> What to work on
A full, exact copy of the records below is the required answer.

____

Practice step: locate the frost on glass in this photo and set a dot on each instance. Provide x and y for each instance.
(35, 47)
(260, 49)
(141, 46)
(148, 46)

____

> Task output
Practice step: locate the frost on glass in this photo and set a dot on each instance. Provide x and y for each instance.
(35, 47)
(260, 49)
(141, 46)
(148, 46)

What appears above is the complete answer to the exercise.